## Trecho selecionado
O apego de Sócrates às suas convicções em detrimento do pensamento coletivo, mesmo diante da morte, marca o nascimento da filosofia, pois esta nunca é coletiva, apenas individual. Talvez o ato humano de maior coragem e consequência na história da humanidade – análogo ao ato sacrificial de Jesus Cristo para o nascimento do Cristianismo. Sócrates foi condenado à morte não pelos banais crimes a ele imputados, mas por ser voz dissonante do consenso coletivo. Uma prova de que a conduta moral brota do interior do indivíduo e não de um conjunto de normas exteriores.
O método investigativo socrático, que tanto antagonismo lhe trouxe, leva o interlocutor a estudar sua opinião, identificando seus próprios erros e encontrando a resposta correta (maiêutica – análogo a um parto) – a argumentação dialética que provoca a inteligência alheia a descobrir a verdade por si própria.
Platão insinua no diálogo Fedro e na Sétima Carta que determinados conceitos não são expressáveis em palavras (modelo cognitivo platônico – difere dos ensinamentos não escritos, ou agrapha dogmata). É frequente terminar seus diálogos num impasse cuja solução deveria ser intuída pela alma do leitor – como num relâmpago que ilumina a mente.
Em sua defesa Sócrates alega ter uma sabedoria meramente humana (“só sei que nada sei” – frase não encontrada no Sócrates de Platão ou Xenofonte) – o homem tem um limite de conhecimento e não deve pretender tudo saber, há que curvar-se diante dos grandes mistérios. E critica aqueles (políticos, artistas, artesões e sofistas) que acreditam saber mais do que sabem (inclui falácia de autoridade – argumentum magister dixit – principalmente no caso de artistas e artesões) ou fingem não saber o que sabem. A superioridade intelectual de Sócrates é ter consciência da limitação de seu conhecimento diante do conhecimento dos deuses.

## Entradas fornecidas
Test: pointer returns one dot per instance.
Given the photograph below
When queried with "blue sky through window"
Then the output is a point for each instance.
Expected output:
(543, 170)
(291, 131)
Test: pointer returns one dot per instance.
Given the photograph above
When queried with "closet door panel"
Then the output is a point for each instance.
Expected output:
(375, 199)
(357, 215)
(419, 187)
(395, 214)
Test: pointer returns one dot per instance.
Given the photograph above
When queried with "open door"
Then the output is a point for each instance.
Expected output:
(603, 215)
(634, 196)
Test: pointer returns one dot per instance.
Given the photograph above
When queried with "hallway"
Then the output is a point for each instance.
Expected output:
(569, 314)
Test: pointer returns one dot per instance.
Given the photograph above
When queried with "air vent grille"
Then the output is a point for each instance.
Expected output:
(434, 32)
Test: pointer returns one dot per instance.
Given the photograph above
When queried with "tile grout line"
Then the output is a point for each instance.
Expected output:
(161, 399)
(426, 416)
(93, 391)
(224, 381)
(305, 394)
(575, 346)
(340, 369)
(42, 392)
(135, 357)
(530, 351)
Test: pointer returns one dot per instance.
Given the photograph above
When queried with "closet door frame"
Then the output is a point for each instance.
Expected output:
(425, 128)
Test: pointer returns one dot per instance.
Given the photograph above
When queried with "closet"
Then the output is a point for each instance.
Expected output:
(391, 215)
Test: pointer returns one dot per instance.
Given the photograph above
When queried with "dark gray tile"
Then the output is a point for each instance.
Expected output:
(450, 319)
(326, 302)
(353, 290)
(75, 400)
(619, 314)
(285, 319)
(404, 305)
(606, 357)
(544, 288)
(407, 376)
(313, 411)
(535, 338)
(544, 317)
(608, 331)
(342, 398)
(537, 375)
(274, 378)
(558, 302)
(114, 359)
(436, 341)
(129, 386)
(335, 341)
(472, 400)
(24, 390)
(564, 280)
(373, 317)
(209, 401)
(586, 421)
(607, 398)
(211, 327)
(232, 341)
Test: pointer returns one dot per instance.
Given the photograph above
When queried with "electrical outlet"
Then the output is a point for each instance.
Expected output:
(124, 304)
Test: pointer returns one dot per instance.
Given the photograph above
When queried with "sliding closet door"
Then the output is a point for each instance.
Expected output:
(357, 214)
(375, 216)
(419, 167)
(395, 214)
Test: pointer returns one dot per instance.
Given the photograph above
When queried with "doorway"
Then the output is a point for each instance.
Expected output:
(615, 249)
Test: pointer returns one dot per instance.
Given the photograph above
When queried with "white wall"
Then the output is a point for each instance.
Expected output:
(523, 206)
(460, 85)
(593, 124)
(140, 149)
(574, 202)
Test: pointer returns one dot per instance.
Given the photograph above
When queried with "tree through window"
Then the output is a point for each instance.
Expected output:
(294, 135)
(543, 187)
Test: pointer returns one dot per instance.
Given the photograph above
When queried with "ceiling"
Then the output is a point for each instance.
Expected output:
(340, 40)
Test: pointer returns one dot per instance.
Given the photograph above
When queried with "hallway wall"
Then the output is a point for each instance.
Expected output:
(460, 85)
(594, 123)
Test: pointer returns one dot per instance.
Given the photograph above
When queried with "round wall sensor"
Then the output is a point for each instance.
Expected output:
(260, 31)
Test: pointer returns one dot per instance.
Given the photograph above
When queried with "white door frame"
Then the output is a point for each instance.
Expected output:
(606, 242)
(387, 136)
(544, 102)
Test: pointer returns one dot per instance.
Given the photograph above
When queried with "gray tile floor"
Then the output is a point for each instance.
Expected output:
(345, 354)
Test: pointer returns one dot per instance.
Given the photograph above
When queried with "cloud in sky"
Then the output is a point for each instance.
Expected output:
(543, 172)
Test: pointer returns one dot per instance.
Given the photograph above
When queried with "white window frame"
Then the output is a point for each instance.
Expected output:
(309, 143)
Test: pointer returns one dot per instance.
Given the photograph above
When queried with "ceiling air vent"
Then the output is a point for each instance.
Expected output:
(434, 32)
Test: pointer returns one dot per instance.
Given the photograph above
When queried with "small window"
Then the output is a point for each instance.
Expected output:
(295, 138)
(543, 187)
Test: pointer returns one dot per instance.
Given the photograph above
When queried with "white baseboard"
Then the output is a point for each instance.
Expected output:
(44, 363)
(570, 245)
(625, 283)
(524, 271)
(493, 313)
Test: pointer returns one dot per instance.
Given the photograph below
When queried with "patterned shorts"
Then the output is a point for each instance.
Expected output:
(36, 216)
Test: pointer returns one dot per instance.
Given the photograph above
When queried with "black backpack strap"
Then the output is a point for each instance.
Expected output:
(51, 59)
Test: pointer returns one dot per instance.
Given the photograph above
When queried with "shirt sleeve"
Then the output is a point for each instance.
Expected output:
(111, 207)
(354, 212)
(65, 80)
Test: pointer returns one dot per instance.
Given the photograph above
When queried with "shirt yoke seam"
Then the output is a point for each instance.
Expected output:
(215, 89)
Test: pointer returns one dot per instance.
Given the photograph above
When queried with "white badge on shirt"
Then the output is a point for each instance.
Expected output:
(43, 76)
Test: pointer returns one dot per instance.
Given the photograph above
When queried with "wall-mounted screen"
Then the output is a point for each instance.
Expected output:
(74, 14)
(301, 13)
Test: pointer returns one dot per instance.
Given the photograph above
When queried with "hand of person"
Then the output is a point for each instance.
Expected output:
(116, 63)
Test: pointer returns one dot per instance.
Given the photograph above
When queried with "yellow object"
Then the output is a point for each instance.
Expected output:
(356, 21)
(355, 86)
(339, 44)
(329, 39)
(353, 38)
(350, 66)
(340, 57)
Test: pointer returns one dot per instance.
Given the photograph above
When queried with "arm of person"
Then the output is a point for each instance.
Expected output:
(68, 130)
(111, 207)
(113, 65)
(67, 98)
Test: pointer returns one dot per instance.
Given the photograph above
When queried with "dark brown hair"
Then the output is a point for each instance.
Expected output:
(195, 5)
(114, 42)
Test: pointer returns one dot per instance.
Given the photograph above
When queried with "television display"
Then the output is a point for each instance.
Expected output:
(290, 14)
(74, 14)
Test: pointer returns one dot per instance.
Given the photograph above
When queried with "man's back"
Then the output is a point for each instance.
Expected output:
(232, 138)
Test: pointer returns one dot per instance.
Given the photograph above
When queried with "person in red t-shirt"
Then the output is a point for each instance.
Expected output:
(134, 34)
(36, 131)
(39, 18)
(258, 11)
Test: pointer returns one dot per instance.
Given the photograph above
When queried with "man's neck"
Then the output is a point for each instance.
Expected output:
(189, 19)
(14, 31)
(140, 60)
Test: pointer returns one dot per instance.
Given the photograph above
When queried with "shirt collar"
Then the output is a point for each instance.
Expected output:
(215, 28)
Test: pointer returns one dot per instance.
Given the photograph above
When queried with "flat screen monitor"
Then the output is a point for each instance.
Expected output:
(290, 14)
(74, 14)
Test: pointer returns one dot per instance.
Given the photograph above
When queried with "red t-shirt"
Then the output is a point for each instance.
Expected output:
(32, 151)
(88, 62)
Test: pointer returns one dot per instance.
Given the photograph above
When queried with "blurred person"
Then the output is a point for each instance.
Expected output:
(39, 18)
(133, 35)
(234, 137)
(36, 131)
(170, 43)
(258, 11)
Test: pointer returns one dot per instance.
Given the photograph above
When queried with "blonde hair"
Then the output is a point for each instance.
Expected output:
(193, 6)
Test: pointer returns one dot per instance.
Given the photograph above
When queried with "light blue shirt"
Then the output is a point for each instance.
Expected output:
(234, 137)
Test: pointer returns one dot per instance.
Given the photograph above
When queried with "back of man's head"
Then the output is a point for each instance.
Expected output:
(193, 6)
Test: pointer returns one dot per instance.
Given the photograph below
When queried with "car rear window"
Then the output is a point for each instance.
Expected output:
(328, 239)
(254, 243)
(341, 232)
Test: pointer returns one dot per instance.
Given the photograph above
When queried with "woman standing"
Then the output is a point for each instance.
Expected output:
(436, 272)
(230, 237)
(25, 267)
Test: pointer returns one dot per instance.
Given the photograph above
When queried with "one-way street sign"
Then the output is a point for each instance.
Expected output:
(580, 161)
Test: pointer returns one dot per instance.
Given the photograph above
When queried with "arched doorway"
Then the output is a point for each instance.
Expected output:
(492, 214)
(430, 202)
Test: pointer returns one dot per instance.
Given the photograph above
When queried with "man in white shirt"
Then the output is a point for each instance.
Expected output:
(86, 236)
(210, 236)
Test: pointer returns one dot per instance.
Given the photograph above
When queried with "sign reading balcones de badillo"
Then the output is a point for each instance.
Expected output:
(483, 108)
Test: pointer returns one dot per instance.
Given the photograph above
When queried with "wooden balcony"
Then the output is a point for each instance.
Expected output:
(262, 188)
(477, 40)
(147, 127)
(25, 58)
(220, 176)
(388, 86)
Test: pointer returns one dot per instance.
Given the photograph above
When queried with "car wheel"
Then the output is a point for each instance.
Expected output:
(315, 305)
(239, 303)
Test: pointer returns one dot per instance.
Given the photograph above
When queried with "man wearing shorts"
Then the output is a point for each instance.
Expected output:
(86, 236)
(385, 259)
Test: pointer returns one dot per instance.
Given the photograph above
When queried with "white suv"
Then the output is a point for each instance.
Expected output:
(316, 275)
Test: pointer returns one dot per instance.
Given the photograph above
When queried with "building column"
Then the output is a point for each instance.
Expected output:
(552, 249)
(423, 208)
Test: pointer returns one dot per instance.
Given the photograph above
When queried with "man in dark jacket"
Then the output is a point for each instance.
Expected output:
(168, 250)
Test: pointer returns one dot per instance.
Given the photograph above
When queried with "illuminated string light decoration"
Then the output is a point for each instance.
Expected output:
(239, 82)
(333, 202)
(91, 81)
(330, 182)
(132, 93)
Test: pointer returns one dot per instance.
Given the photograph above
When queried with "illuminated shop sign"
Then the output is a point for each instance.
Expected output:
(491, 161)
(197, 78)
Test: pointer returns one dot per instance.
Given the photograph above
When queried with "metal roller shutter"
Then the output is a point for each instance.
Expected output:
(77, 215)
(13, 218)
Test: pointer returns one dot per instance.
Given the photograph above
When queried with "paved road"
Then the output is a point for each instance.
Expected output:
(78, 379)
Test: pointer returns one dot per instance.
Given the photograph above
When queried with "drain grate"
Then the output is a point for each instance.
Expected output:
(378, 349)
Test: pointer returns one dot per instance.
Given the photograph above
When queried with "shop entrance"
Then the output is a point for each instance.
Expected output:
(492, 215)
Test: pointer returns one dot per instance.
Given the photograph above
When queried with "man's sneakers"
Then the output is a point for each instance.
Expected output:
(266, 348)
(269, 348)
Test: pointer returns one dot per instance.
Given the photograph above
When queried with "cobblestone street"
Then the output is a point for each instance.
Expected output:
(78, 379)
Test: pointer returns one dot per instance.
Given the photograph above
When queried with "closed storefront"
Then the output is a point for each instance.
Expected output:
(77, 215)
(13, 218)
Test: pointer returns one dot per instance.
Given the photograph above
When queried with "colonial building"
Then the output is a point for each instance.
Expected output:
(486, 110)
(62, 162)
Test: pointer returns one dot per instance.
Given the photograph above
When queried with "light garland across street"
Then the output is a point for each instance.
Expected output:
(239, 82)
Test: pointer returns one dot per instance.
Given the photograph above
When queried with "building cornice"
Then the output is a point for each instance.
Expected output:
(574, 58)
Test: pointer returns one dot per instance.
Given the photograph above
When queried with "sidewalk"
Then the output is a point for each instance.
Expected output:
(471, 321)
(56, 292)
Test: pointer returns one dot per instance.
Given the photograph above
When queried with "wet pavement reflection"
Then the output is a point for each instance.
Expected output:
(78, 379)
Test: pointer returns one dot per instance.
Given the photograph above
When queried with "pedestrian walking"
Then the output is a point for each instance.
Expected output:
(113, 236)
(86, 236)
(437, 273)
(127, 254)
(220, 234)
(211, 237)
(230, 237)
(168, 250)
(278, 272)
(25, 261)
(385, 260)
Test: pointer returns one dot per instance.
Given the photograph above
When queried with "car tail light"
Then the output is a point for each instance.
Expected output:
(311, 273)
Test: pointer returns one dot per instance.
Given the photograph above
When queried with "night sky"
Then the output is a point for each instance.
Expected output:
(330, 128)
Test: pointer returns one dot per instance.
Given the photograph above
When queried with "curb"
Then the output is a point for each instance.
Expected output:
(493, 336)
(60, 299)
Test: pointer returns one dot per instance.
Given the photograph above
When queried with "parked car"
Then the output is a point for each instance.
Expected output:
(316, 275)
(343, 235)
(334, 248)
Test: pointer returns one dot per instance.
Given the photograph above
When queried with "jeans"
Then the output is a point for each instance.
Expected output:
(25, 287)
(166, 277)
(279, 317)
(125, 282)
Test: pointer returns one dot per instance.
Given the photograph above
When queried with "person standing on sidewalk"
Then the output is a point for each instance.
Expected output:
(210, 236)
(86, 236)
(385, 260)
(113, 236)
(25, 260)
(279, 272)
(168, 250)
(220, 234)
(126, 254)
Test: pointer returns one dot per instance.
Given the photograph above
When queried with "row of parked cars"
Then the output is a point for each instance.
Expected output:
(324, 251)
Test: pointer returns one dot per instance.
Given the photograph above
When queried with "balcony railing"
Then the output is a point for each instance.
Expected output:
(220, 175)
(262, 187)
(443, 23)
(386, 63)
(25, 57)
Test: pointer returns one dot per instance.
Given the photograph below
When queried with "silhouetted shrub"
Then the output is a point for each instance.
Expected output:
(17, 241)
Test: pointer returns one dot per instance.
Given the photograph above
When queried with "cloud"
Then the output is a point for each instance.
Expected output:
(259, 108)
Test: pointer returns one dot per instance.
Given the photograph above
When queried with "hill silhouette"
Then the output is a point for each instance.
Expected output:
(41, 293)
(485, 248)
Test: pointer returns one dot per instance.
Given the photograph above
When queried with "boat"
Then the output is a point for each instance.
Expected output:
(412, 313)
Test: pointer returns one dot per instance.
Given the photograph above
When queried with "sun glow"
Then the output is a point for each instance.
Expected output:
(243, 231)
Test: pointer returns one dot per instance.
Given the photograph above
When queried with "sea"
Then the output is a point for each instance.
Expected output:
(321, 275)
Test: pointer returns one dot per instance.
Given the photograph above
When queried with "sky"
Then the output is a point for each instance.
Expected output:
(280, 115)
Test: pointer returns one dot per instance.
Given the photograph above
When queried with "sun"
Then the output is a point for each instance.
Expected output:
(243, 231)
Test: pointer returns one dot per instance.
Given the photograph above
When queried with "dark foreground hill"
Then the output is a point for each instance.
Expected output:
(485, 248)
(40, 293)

## O que se pede
1 – Copie do trecho sobre Sócrates a passagem que vai de "O método investigativo" até "por si própria.", inclusive, sem alterar nada.
2 – Por favor, informe apenas o número de linhas das entradas que contêm a palavra "sign", diferenciando maiúsculas de minúsculas.

## Respostas comentadas
1 –
O método investigativo socrático, que tanto antagonismo lhe trouxe, leva o interlocutor a estudar sua opinião, identificando seus próprios erros e encontrando a resposta correta (maiêutica – análogo a um parto) – a argumentação dialética que provoca a inteligência alheia a descobrir a verdade por si própria.

2 – 3